SUPPLIED TEXT →
DA’s about-face
Philadelphia District Attorney Seth Williams announced that longtime homicide prosecutor Mark Gilson will head a conviction-integrity unit charged with exonerating people imprisoned for crimes they did not commit.
Williams said Tuesday that it was important to ensure that “only the guilty are convicted,” and that the public perceived such cases as “tests of the integrity of the system.” But his move marks a major turnaround: City Paper has covered Williams’ resistance to forming a conviction-integrity unit since 2011.
In 2009, Williams ran on a “smart on crime” platform and said that he would “seriously consider” creating such a unit, which now exist in a number of district attorney offices, including Manhattan and Dallas. But he later resisted doing so, and dissented from reforms proposed by the state Senate’s Advisory Committee on Wrongful Convictions. Last year, Pennsylvania Innocence Project legal director Marissa Bluestine said the DA had sought to dismiss on procedural grounds every claim of actual innocence the project put forward.

WORK TO DO →
Name every person mentioned in the piece on the Philadelphia district attorney, and give the title or role it assigns each one. Answer from the piece on the Philadelphia district attorney alone.

SOURCE DATA →
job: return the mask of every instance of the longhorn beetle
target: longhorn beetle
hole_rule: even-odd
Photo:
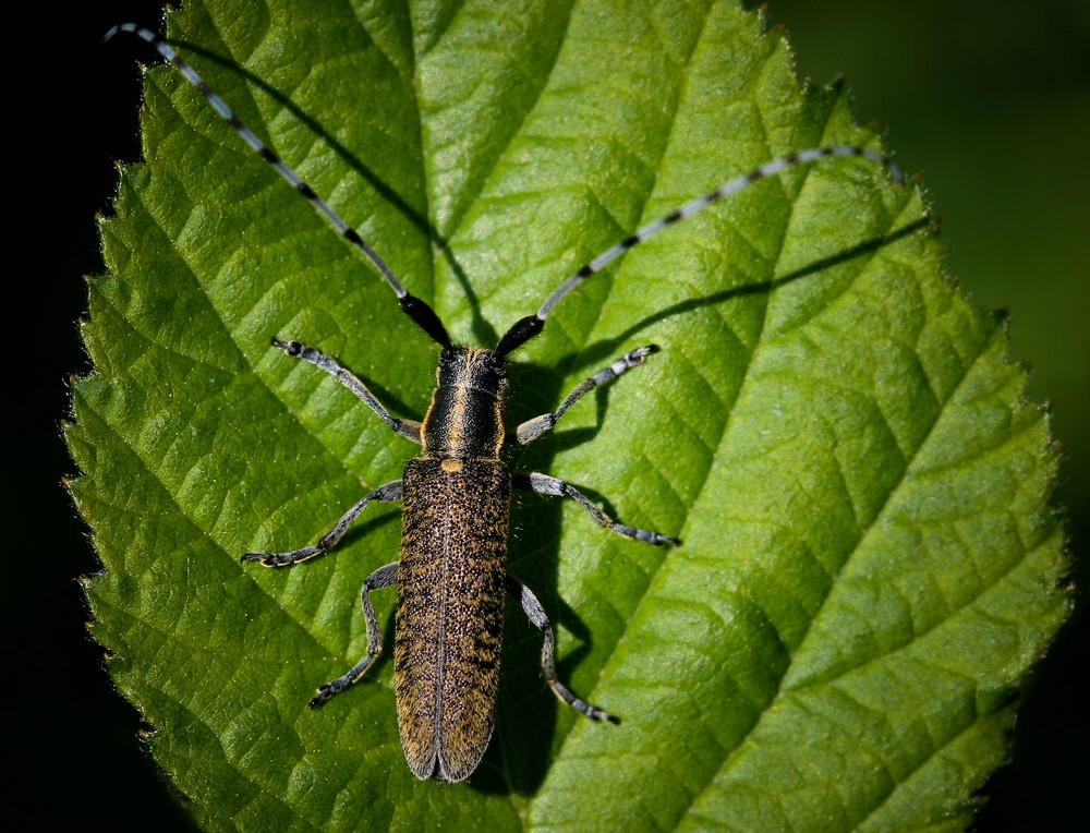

THE RESPONSE →
- Seth Williams: Philadelphia District Attorney
- Mark Gilson: longtime homicide prosecutor who will head the conviction-integrity unit
- Marissa Bluestine: legal director of the Pennsylvania Innocence Project